Nicholas Andrew Howard was born on March 9, 1978 to Daniel and Lillian “Patty” Howard. The Howards, who lived outside of Sacramento, California and ran an auto body shop, were a close bunch. Nick’s sister, Jaime, told Forensic Files that Nick was her best friend. After Nick, 18, got his diploma, he continued to live at home, and worked in the family business.

At the end of a night out on Feb. 5, 1997, Nick went to Tony’s Place, a restaurant in Walnut Grove, to pick up a forgotten driver’s license. He left a phone message to tell his family that he had some car trouble but was heading home.

Nick never arrived.

Patty called the sheriff’s department the next morning. Her husband went out to search for Nick, driving up and down River Road, the route Nick would have taken from the restaurant.

Ralph Marcus wearing glasses with aviator frames
Ralph Marcus ‘discovered’ tire tracks from the ‘accident’ — in hopes of clearing the path to an insurance jackpot

Car discovered. River Road had no shortage of perilous stretches. It runs parallel to the Sacramento River, with a 30-foot drop from the road to the water, and no guardrails. (Just a few days ago a driver crashed into the river and died.)

Ralph Marcus, who joined the search effort along with his friend Jake Stanton, flagged down a police car to tell officers he’d found tire tracks leading from the road to the riverbank.

California Highway Patrol and Yolo County officers converged at the scene and called in divers. Two days after Nick’s disappearance, they found his empty Mazda 626 at the bottom of the river. The engine had been running when the vehicle hit the water.

Not ready to give up. Investigators discovered Nick’s neatly crumpled glasses inside the car but no other sign of Nick.

The interior of the vehicle had stains from motor oil, probably from an empty bottle of Valvoline found in the car.

Meanwhile, Patty Howard still hoped what everyone hopes when a loved one goes missing after an accident — that he’s a John Doe, confused but still alive, at a hospital.

Police suspected that Nick had staged the accident and then gone into hiding.

Slumber through an accident? But on Feb. 25, 1997, a male body surfaced near Clarksburg downstream from the track marks. Investigators had to use dental records to identify it as belonging to Nick Howard; his corpse had started to decompose. An examination suggested that someone had beaten and strangled Nick and thrown him into the river while he was still breathing. He died of drowning.

Authorities classified the death as a murder.

One of the investigators noted on Forensic Files that if Nick fell asleep along the road, he would have probably been jolted awake by the rocky descent toward the water.

A view of the Sacramento River
The Sacramento River view from River Road in Walnut Grove

Lively interview. Besides, the car had gone off the road at a 45-degree angle, too sharp a path for a vehicle whose driver had fallen asleep.

◆ ◆ ◆ ◆ ◆

=== What is being asked ===
Repeat word for word the portion of the Nick Howard case text starting at "Slumber through an" and ending at "died of drowning.".

◆ ◆ ◆ ◆ ◆

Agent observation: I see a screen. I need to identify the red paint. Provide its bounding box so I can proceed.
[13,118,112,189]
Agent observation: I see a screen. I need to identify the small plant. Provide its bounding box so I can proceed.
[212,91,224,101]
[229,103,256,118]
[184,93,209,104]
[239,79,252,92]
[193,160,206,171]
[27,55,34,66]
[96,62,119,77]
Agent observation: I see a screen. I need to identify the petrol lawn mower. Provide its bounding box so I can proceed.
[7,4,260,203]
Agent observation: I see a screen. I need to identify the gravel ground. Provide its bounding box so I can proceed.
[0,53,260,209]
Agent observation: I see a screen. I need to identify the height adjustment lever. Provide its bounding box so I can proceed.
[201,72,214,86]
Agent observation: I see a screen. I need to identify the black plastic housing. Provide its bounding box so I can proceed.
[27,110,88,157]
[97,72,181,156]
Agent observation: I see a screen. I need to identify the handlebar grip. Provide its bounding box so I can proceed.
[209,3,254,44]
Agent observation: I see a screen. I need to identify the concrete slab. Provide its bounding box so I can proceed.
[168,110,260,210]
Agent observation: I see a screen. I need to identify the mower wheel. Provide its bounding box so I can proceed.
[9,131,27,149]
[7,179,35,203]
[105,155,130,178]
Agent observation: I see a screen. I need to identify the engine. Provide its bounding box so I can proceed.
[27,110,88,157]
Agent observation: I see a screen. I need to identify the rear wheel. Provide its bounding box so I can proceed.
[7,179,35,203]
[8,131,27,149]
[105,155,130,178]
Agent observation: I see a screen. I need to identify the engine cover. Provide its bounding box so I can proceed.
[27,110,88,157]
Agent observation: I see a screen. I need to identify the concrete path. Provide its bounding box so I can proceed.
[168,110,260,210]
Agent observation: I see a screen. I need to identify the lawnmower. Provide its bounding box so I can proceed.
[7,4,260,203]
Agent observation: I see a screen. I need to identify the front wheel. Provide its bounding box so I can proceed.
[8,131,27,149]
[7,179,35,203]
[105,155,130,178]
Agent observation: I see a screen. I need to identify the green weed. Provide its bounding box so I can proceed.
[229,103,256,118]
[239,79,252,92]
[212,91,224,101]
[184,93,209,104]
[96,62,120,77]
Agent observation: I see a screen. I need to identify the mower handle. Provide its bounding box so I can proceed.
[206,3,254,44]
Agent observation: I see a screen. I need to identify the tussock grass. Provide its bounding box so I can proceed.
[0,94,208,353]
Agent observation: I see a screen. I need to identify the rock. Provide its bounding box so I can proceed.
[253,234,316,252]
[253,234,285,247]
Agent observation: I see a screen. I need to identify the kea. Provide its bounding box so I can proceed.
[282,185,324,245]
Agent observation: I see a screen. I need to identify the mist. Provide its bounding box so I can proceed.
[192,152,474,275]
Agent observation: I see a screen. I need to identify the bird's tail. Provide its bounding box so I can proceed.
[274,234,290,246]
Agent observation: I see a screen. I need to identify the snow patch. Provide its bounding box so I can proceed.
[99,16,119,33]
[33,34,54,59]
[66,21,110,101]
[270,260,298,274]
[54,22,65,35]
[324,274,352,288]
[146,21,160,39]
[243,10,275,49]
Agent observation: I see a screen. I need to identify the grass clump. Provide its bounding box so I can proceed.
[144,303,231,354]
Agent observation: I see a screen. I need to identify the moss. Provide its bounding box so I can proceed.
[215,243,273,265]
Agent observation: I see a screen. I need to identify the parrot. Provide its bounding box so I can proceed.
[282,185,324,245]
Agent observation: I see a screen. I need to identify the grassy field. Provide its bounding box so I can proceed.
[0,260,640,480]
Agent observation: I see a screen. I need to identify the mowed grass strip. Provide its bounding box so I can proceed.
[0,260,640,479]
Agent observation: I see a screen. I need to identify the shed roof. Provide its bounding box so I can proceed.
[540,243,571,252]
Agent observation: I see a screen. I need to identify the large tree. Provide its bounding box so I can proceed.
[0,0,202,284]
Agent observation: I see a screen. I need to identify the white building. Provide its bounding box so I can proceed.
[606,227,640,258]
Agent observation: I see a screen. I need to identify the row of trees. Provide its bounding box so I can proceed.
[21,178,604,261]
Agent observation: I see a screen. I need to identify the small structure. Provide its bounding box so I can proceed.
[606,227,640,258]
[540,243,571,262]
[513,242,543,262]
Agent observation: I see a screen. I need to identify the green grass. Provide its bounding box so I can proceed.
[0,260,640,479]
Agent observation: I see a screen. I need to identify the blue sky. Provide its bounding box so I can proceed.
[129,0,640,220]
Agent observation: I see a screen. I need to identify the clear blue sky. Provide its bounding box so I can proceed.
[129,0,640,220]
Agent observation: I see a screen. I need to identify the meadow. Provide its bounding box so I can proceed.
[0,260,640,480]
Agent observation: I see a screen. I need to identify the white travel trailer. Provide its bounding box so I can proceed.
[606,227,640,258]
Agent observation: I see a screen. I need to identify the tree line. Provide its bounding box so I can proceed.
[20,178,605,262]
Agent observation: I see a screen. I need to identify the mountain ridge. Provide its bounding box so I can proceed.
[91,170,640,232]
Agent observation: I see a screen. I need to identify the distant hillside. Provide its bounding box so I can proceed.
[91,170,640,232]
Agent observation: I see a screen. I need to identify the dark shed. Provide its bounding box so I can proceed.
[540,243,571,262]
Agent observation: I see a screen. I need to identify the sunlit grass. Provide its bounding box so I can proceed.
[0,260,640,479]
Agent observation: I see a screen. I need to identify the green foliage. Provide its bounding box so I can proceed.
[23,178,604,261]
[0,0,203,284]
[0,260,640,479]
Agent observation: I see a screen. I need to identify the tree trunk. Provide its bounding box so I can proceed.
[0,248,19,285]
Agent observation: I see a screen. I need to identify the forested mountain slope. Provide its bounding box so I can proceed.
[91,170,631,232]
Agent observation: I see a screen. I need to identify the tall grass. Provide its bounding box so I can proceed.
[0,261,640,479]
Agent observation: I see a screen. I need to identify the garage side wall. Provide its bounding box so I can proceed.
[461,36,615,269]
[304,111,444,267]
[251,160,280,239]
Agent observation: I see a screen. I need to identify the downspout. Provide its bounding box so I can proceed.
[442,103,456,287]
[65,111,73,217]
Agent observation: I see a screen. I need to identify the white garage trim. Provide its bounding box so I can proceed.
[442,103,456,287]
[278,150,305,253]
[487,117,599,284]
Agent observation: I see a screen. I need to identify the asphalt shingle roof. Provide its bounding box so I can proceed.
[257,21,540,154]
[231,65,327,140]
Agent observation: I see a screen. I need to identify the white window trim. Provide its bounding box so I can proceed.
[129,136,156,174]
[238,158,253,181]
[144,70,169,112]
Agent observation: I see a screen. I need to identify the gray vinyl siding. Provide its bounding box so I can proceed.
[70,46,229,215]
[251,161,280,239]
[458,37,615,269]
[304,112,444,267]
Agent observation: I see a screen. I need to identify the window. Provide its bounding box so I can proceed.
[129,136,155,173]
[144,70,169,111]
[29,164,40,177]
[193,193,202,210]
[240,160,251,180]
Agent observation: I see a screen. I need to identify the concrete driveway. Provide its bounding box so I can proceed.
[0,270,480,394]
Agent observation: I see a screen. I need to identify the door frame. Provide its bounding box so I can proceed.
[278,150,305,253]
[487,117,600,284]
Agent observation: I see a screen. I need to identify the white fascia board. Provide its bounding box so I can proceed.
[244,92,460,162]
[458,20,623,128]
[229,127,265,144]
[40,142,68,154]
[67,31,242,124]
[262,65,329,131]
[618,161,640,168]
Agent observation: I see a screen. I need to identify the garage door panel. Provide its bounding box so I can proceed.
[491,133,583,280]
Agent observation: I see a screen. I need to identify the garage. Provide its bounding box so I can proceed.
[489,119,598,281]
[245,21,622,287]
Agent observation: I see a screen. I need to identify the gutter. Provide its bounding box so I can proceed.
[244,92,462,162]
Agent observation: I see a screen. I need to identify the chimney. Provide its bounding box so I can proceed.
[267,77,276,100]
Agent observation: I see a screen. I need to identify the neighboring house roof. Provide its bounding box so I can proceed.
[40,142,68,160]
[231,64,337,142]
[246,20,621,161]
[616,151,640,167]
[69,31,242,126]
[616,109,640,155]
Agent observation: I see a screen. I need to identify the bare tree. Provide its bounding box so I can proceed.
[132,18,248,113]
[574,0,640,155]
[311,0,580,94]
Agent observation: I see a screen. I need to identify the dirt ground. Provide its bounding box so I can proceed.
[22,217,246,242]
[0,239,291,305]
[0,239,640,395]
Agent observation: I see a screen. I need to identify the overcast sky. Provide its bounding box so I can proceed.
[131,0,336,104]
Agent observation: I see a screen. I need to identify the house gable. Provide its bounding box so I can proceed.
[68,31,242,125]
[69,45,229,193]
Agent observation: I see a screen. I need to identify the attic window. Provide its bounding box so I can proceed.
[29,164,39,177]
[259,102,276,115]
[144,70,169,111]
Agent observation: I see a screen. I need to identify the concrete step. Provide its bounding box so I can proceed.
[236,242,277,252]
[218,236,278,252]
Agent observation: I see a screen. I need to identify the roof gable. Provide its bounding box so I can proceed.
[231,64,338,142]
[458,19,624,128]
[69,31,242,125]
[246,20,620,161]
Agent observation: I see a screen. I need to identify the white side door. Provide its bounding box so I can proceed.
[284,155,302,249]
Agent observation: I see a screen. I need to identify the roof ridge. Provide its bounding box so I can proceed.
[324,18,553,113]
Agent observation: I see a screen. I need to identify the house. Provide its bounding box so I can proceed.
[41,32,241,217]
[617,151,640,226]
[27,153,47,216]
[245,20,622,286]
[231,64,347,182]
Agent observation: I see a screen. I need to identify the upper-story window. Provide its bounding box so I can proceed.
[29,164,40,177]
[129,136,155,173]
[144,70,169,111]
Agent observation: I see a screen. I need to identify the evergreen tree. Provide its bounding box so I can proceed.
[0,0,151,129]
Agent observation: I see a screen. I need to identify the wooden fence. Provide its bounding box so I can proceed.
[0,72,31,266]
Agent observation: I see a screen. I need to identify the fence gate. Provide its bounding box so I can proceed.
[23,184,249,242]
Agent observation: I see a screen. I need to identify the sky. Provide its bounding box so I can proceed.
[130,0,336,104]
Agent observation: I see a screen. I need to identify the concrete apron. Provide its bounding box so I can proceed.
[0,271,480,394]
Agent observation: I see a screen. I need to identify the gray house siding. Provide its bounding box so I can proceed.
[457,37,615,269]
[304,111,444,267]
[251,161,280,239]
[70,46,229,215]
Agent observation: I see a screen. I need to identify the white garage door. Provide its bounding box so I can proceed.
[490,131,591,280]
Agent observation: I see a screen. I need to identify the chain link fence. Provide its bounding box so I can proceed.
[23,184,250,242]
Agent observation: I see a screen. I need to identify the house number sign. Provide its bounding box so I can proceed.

◆ ◆ ◆ ◆ ◆

=== Result for this task ===
Slumber through an accident? But on Feb. 25, 1997, a male body surfaced near Clarksburg downstream from the track marks. Investigators had to use dental records to identify it as belonging to Nick Howard; his corpse had started to decompose. An examination suggested that someone had beaten and strangled Nick and thrown him into the river while he was still breathing. He died of drowning.